[START ROWS]

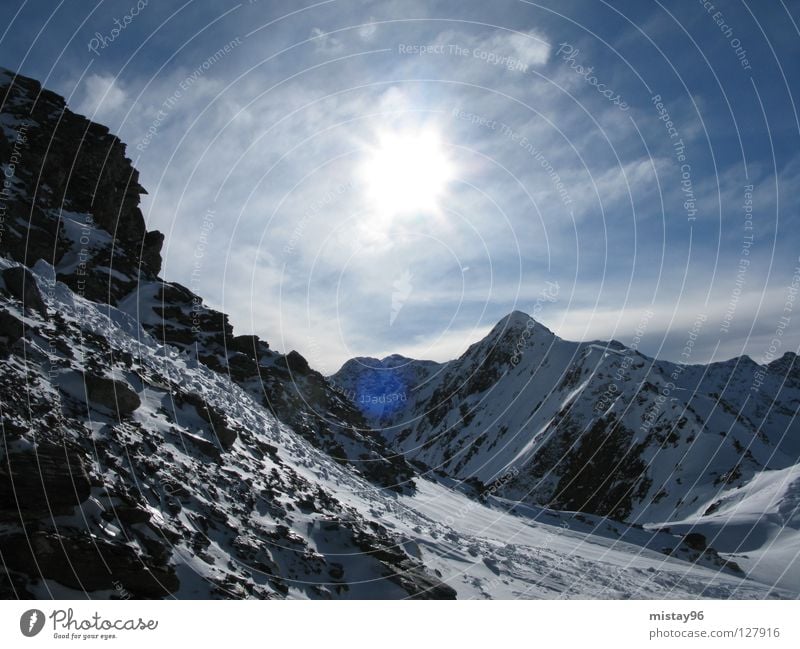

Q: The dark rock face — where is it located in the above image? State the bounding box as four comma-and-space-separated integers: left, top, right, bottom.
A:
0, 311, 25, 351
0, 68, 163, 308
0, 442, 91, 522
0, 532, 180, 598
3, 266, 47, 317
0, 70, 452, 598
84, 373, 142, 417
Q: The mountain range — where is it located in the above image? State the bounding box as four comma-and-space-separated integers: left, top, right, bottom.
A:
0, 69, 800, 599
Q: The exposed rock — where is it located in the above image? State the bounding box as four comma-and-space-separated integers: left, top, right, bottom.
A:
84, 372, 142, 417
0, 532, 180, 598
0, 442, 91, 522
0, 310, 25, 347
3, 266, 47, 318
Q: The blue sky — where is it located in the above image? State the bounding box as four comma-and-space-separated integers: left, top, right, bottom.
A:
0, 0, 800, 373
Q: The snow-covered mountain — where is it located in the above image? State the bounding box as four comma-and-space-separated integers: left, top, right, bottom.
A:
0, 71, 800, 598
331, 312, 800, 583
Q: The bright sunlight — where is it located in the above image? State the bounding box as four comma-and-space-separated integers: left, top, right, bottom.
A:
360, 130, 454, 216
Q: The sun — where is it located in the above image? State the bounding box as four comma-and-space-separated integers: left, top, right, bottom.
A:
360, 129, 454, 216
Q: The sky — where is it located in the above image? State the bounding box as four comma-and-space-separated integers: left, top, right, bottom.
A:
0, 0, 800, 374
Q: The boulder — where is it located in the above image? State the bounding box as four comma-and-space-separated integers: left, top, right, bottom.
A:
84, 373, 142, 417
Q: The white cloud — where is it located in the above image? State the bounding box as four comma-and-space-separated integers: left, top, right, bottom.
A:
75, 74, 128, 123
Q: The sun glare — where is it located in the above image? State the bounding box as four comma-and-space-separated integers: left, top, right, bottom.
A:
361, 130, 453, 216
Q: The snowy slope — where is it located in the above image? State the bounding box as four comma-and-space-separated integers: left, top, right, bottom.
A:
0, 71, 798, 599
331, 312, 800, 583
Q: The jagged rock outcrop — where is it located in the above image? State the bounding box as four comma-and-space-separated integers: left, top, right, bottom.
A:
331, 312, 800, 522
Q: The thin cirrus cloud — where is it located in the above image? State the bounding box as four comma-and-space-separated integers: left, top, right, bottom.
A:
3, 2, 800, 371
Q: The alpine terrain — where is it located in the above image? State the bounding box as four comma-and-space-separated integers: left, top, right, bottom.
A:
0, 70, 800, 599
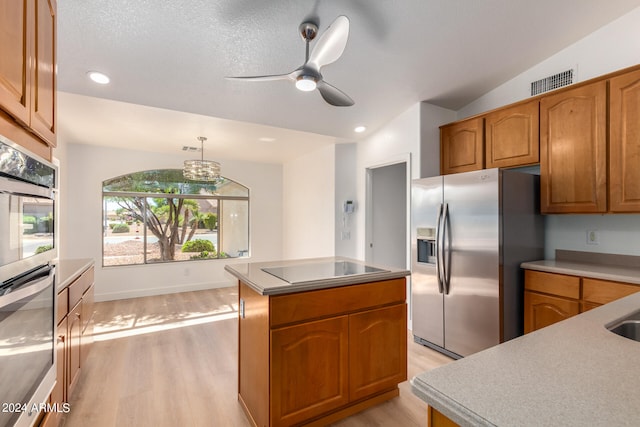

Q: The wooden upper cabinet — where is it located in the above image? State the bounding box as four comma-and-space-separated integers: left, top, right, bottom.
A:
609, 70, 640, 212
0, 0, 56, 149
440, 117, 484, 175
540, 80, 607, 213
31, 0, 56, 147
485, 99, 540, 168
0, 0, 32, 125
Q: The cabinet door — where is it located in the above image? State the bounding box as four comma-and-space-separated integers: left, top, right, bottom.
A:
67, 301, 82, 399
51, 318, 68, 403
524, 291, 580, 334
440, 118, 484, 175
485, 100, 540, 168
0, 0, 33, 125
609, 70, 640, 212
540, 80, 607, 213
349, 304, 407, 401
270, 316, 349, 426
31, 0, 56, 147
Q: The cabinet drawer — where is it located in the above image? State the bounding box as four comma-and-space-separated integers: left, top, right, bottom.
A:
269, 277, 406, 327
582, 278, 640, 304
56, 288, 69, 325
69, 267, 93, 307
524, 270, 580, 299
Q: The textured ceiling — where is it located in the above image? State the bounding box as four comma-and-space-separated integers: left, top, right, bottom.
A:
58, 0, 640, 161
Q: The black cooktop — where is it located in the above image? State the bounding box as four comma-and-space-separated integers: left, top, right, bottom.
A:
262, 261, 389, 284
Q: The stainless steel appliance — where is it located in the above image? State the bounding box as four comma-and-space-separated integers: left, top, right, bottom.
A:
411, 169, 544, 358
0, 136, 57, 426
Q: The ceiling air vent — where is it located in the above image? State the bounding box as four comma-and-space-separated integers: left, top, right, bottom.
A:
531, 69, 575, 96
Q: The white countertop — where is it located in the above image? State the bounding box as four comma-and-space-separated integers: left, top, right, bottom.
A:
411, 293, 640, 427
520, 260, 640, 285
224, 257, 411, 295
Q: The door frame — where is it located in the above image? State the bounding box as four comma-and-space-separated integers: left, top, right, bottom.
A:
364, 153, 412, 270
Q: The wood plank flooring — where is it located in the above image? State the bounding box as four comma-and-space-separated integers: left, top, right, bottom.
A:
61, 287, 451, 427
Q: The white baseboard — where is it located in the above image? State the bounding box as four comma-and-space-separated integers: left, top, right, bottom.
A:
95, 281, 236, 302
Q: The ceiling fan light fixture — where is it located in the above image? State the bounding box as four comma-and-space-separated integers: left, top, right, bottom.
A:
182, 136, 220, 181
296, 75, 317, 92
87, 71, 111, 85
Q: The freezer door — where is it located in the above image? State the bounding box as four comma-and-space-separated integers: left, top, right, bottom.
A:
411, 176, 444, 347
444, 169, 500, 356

[END ROWS]

EXERCISE REQUIREMENTS >> Reproduce the data above line for line, without changing anything, and omit the pictures from your answer.

EXERCISE ANSWER >>
Q: The dark rock face — where is it located in the above image? State the bounding box as four comma-and-space-separated integers: left, top, right, bottom.
A:
0, 311, 25, 351
0, 68, 163, 308
0, 442, 91, 522
0, 532, 180, 598
3, 266, 47, 317
0, 70, 452, 598
84, 373, 142, 417
Q: The mountain range — where is it located in the above image? State the bounding box as four comma-and-space-separated integers: left, top, right, bottom.
A:
0, 69, 800, 599
Q: The exposed rock — where is it located in the above image? State the bounding box as four comma-and-space-separated integers: left, top, right, bottom.
A:
84, 372, 142, 417
0, 532, 180, 598
0, 442, 91, 522
0, 310, 25, 347
3, 266, 47, 318
Q: The blue sky — where is it located in the above image? State the bounding box as four comma-and-space-separated integers: left, top, right, bottom.
A:
0, 0, 800, 373
Q: The snow-covered mountain — where is it located in the above image? State the bounding box as four comma-and-space-separated integers: left, top, right, bottom.
A:
0, 71, 800, 598
331, 312, 800, 583
Q: The bright sunlight — where is it located in the above image? State the bounding box as four comma-and-space-separated integers: left, top, right, bottom.
A:
360, 130, 454, 216
Q: The sun — where is it located in the above image? State the bounding box as four comma-and-space-separated integers: left, top, right, bottom.
A:
360, 129, 454, 216
Q: The sky — where is it located in the above image? State the bounding box as four comma-and-space-separated integers: left, top, right, bottom.
A:
0, 0, 800, 374
Q: The boulder — where is it located in the above image? State the bounding box as four comma-and-space-separated integers: left, top, right, bottom.
A:
84, 373, 142, 417
Q: The white cloud — where is it located in the above image? State the bounding box as four comma-and-space-separated integers: left, top, right, bottom.
A:
75, 74, 128, 123
Q: The sun glare — where is it located in the above image? State the bounding box as four comma-and-space-separated integers: left, top, right, bottom.
A:
361, 130, 453, 216
Q: The snowy slope — where is it located in the above image? State the bounding box as four comma-and-space-separated integers: left, top, right, bottom.
A:
0, 71, 798, 599
331, 312, 800, 583
Q: The jagged rock outcrop — where is it located in the above image? State the bounding box as four comma-and-space-separated integers: left, top, right, bottom.
A:
331, 312, 800, 522
Q: The thin cirrus cloud — where is it located in the above image? State the bounding box as four comma-and-space-separated integers: left, top, right, bottom.
A:
3, 2, 800, 371
Q: The alpine terrain — where is it located in the above image? State the bounding box as four comma-and-space-separated integers: left, top, right, bottom.
A:
0, 70, 800, 599

Q: The wooden upper cabinet — where is it located in the above image? State the bounding box as four comma-and-space-separated integers: left, top, right, bottom.
A:
609, 70, 640, 212
0, 0, 56, 149
440, 117, 484, 175
540, 80, 607, 213
31, 0, 56, 147
485, 99, 540, 168
0, 0, 32, 125
Q: The cabinet door — where is it located in the above image? State the bounding box as four comma-and-space-separated integers: left, top, right, bottom.
A:
67, 301, 82, 399
51, 318, 68, 403
524, 291, 580, 334
440, 118, 484, 175
485, 100, 540, 168
0, 0, 33, 125
609, 70, 640, 212
540, 80, 607, 213
349, 304, 407, 401
270, 316, 349, 426
31, 0, 56, 147
Q: The cabinet drawer — where is it located in the above image? State the bounding box as four comma-and-space-separated integers: left, top, right, bottom.
A:
269, 277, 406, 327
582, 278, 640, 304
56, 288, 69, 325
69, 267, 93, 307
524, 270, 580, 299
Q: The textured ceiling — where is it located in the above image? State the bounding box as four comma-and-space-separated integers: left, top, right, bottom.
A:
58, 0, 640, 161
Q: The black cooktop — where is it located in the above image? State the bounding box as four comma-and-space-separated integers: left, top, right, bottom.
A:
262, 261, 389, 284
Q: The stainless steel appliance — where is it located in the above image? State the bounding box as four comma-and-space-separated integers: left, top, right, bottom.
A:
411, 169, 544, 358
0, 136, 57, 426
Q: The ceiling air vent — where is it located in the above image? State the bounding box as four comma-and-space-separated integers: left, top, right, bottom.
A:
531, 69, 575, 96
Q: The white countertop — where is it located in the above image? State the bounding box as four comma-and-space-separated integers: left, top, right, bottom.
A:
411, 293, 640, 427
520, 260, 640, 285
224, 257, 411, 295
Q: The door frame — where is it located in the above image? State the bounding box as four comma-and-space-separated integers: left, top, right, bottom.
A:
364, 153, 412, 270
Q: The wood plank flooring — where is it located in the above image? State the bounding box as four comma-and-space-separated integers: left, top, right, bottom.
A:
61, 287, 451, 427
Q: The white baseboard — where is it located in the above image? State the bounding box as four comma-and-space-separated integers: left, top, right, bottom.
A:
95, 281, 236, 302
Q: The ceiling fan light fixture — where is it located in the above image? State the bounding box as four comma-and-space-separated integers: left, top, right, bottom.
A:
182, 136, 220, 181
296, 75, 317, 92
87, 71, 111, 85
Q: The freezer door — where is it located in the above image? State the bounding box as four comma-and-space-separated integers: left, top, right, bottom.
A:
411, 176, 444, 347
444, 169, 500, 356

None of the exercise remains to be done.